■ REQUIREMENT A ■
Rewrite the passage on grotesque typefaces starting at "Folio: (Konrad Bauer/Walter" and ending at "receded into history.", putting "type design" wherever "typography" occurs.

Folio: (Konrad Bauer/Walter Baum 1956): Grotesque forms have been beaten
against the shoreline of typography ever since their invention in 1816, but it was
not until the 3rd wave that they washed away their competition. The first wave came
in the 19th century when their simple construction and sturdy stroking allowed those
primitive forefathers to withstand the rough printing conditions of the early
“machine age” and their heavy features also allowed them to attract the rough and
ready attention necessary for advertising during its infancy. Despite being denigrated
for their formal crudity, they became a staple diet to the emerging marketing culture
by the middle of that century, but insofar as that first wave struck during the dark
hours of typography and did not sink into the typographic water table, their usefulness
was washed away as the tides of early industry receded into history.
With the technical
advancement of industrial printing, those makeshift grotesques were transformed
essentially into white letters. The overwhelming success of Berthold Foundry’s Akzidenz
Grotesk in 1898 caused the Stempel Foundry to release Reform Grotesk in 1903, American
Type Founders to release Alternate Gothic in 1903, Franklin Gothic in 1905, and
News Gothic in 1908, and the Bauer Foundry to release Venus in 1907, enabling this
second wave to establish a cultural beachhead on the shores of typography. In the
1920’s and 30’s, under the ideological influence of the Bauhaus for geometric sans
serifs, the grotesques retreated into a period of retrenchment, but as they
sustained their beachhead, that retrenchment allowed them to gather strength until
the next strike after World War II. When the tide turned again and young designers
reacted against geometric sans, they reverted back to those second generation grotesques
that never washed back to sea. It began with the reactivation of Akzidenz Grotesk
(under its new name Standard, Venus, and Franklin Gothic, serving as a temporary
measure, while the real storm gathered strength, battering ashore almost simultaneously
in 1957.

■ REQUIREMENT B ■
Reproduce the entire location identification listing below verbatim, line for line.

(Location identification entries)
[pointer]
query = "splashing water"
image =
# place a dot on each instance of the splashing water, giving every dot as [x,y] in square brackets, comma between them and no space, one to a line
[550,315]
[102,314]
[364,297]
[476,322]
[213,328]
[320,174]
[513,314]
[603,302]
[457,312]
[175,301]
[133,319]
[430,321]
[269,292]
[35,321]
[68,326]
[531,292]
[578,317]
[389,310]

■ FINAL ANSWER A ■
Folio: (Konrad Bauer/Walter Baum 1956): Grotesque forms have been beaten
against the shoreline of type design ever since their invention in 1816, but it was
not until the 3rd wave that they washed away their competition. The first wave came
in the 19th century when their simple construction and sturdy stroking allowed those
primitive forefathers to withstand the rough printing conditions of the early
“machine age” and their heavy features also allowed them to attract the rough and
ready attention necessary for advertising during its infancy. Despite being denigrated
for their formal crudity, they became a staple diet to the emerging marketing culture
by the middle of that century, but insofar as that first wave struck during the dark
hours of type design and did not sink into the typographic water table, their usefulness
was washed away as the tides of early industry receded into history.

■ FINAL ANSWER B ■
[pointer]
query = "splashing water"
image =
# place a dot on each instance of the splashing water, giving every dot as [x,y] in square brackets, comma between them and no space, one to a line
[550,315]
[102,314]
[364,297]
[476,322]
[213,328]
[320,174]
[513,314]
[603,302]
[457,312]
[175,301]
[133,319]
[430,321]
[269,292]
[35,321]
[68,326]
[531,292]
[578,317]
[389,310]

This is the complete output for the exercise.